*DATA*.
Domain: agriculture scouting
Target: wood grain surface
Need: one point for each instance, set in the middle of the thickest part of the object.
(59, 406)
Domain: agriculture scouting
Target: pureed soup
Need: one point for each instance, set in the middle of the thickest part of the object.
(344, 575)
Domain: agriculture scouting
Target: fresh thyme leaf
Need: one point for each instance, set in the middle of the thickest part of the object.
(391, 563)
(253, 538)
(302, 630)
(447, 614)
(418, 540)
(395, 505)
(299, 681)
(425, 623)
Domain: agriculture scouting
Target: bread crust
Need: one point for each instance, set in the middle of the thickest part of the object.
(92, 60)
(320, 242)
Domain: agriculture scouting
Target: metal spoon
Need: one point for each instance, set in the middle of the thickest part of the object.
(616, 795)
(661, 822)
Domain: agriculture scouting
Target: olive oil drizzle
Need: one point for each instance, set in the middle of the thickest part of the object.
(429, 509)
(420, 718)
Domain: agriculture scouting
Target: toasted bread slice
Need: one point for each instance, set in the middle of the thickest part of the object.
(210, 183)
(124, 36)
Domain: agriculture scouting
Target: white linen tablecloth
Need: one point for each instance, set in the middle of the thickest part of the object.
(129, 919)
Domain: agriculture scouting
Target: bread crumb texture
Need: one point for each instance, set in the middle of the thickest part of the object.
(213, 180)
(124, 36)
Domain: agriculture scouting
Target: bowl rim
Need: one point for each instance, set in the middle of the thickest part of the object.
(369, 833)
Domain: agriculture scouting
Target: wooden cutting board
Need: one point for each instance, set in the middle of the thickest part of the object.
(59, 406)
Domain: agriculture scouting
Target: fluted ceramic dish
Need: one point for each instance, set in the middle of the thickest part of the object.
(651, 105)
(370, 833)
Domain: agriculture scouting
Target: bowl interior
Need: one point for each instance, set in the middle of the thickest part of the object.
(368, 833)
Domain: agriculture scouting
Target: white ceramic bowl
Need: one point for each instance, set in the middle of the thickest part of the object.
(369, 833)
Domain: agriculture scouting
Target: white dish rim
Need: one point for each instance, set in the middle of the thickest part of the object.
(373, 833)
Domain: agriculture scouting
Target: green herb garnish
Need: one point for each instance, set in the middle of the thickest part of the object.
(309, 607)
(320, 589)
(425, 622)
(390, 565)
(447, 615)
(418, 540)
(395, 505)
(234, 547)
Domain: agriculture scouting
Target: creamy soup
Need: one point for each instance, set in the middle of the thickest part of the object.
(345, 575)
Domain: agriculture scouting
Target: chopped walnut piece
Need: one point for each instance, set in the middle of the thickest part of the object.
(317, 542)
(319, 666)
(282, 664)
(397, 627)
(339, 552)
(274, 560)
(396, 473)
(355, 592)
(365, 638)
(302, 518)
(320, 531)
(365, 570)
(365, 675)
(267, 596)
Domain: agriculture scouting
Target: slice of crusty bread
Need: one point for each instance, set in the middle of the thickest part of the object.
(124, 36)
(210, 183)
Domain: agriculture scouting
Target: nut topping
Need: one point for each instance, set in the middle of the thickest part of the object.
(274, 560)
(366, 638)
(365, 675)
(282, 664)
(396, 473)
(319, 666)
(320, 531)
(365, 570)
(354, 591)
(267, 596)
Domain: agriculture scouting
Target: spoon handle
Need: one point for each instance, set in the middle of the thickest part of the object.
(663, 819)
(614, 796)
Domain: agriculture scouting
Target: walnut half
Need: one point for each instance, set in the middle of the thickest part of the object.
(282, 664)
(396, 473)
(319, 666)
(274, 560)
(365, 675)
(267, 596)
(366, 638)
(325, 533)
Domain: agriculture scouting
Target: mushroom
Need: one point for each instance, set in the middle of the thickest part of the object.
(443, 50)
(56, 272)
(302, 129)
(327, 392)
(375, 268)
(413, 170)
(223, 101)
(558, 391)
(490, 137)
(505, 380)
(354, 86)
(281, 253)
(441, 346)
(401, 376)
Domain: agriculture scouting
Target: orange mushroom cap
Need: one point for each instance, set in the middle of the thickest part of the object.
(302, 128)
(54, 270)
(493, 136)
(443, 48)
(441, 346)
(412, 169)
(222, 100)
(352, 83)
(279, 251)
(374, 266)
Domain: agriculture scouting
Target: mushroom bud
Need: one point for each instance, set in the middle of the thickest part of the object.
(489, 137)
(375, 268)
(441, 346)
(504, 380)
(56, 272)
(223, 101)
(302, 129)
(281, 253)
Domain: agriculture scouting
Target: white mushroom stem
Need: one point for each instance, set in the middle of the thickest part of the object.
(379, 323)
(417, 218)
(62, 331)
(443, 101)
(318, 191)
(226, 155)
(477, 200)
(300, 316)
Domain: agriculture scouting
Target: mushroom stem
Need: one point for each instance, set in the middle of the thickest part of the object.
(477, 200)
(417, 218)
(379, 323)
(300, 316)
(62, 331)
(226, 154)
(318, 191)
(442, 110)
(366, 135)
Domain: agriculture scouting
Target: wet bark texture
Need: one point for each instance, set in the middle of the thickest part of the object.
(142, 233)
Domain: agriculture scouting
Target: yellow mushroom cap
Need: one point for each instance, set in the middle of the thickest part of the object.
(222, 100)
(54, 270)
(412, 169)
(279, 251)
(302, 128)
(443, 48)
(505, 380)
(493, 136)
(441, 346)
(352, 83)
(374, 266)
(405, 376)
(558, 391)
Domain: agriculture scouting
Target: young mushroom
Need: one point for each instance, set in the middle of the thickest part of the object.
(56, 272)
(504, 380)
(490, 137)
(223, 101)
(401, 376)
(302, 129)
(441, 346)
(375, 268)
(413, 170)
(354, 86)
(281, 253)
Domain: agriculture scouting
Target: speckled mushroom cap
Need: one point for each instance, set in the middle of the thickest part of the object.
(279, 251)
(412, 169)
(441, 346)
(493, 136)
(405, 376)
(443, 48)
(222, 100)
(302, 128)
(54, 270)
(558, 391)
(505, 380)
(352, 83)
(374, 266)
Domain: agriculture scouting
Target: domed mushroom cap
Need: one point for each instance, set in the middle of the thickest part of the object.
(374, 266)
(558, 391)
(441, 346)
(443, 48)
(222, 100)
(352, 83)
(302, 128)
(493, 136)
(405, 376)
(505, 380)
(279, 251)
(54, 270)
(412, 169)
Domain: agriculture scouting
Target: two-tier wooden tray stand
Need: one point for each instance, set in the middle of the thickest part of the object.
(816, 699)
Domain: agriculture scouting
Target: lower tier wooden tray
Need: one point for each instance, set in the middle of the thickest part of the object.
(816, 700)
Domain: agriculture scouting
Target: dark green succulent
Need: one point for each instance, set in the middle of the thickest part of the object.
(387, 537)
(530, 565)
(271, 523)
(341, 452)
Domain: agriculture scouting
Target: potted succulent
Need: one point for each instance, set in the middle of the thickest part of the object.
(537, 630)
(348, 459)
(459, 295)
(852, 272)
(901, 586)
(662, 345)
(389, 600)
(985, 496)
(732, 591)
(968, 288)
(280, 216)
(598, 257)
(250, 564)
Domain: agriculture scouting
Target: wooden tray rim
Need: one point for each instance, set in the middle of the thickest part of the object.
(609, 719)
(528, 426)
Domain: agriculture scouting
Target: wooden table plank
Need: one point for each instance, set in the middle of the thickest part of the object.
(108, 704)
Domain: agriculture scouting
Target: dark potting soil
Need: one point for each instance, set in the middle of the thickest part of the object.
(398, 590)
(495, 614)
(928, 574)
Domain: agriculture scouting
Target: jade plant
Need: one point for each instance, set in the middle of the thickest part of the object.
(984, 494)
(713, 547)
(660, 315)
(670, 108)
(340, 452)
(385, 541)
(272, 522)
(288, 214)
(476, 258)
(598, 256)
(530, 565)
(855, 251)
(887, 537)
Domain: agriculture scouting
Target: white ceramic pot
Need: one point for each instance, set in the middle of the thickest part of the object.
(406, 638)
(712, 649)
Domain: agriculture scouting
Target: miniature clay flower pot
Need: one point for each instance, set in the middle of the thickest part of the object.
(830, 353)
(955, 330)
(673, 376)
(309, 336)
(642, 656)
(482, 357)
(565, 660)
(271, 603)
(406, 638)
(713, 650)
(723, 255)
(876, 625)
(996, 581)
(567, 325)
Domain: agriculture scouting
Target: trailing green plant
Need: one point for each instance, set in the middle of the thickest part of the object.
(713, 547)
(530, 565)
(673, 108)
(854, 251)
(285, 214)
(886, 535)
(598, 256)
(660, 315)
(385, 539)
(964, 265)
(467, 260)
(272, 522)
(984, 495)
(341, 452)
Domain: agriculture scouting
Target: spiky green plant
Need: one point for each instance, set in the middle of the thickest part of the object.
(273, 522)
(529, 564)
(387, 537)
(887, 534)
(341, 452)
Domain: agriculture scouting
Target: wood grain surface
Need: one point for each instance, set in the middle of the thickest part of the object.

*WHAT IS REQUIRED*.
The word "stem" is the filter: copy every line of the listing above that contains it.

*EXERCISE RESPONSE*.
Target: white mushroom stem
Target: mushroom stem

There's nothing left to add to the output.